— Exercise description —
Out of the lines below, please list those that hold the string "window".

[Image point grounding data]
■ ■ ■ ■ ■
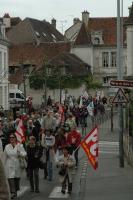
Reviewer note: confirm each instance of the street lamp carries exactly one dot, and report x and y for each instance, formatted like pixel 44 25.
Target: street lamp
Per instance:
pixel 119 77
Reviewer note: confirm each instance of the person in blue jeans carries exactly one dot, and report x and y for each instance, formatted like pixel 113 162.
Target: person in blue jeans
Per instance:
pixel 48 141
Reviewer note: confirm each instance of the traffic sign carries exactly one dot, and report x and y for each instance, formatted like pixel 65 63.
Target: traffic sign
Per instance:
pixel 120 97
pixel 121 83
pixel 111 99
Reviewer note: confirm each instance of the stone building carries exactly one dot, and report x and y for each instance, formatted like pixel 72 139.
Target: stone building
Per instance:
pixel 4 43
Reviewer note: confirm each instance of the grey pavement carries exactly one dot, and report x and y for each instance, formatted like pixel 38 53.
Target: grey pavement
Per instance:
pixel 108 182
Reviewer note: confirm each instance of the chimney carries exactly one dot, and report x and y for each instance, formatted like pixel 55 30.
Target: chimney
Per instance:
pixel 129 9
pixel 7 20
pixel 53 22
pixel 2 29
pixel 75 20
pixel 85 17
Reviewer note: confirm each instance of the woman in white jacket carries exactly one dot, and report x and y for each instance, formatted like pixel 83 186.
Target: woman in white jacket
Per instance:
pixel 13 151
pixel 66 163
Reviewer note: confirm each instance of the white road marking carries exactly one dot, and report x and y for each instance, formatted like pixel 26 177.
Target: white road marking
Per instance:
pixel 108 152
pixel 22 190
pixel 108 143
pixel 56 193
pixel 106 147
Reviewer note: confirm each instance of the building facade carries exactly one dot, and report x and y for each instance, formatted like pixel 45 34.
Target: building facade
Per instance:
pixel 4 102
pixel 99 49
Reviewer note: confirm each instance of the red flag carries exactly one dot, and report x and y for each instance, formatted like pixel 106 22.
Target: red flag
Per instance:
pixel 20 132
pixel 90 146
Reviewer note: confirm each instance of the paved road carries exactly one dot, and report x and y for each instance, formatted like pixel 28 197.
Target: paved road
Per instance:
pixel 108 182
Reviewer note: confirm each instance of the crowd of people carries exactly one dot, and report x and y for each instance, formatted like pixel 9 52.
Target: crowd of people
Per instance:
pixel 50 137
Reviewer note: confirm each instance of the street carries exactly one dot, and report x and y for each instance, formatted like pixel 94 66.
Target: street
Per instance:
pixel 108 182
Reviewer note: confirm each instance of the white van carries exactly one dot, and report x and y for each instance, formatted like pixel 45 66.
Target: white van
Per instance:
pixel 16 98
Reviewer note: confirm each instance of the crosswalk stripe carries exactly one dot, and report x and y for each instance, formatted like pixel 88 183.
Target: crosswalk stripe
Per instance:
pixel 56 193
pixel 22 190
pixel 108 152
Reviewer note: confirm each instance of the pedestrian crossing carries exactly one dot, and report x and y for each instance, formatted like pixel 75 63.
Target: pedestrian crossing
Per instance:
pixel 106 147
pixel 56 194
pixel 22 191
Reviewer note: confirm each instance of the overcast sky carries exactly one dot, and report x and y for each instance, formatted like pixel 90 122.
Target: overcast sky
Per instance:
pixel 62 10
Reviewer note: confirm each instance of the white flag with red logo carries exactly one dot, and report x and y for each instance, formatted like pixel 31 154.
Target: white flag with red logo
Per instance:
pixel 20 132
pixel 90 146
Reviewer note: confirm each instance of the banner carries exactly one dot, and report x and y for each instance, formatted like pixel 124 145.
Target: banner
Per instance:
pixel 90 146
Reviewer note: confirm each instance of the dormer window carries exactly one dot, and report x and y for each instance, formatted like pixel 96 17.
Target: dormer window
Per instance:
pixel 44 34
pixel 37 33
pixel 96 37
pixel 96 40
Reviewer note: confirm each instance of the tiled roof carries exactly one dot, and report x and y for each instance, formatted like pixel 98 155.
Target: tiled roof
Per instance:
pixel 16 78
pixel 109 28
pixel 82 37
pixel 34 31
pixel 14 21
pixel 73 65
pixel 35 54
pixel 107 25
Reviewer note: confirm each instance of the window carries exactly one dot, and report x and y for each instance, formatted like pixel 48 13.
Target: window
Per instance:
pixel 96 40
pixel 19 96
pixel 0 60
pixel 113 59
pixel 105 59
pixel 105 79
pixel 11 95
pixel 37 34
pixel 5 61
pixel 44 34
pixel 11 70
■ ■ ■ ■ ■
— Answer for the task —
Reviewer note: confirm each instance of the dormer window carries exactly one dot, and report x and y for each instance, formatted like pixel 96 17.
Target: dormer window
Reviewer note: confirm each instance of the window carries exactly one dot, and report x and y for each instance, formatted like pixel 48 13.
Target: window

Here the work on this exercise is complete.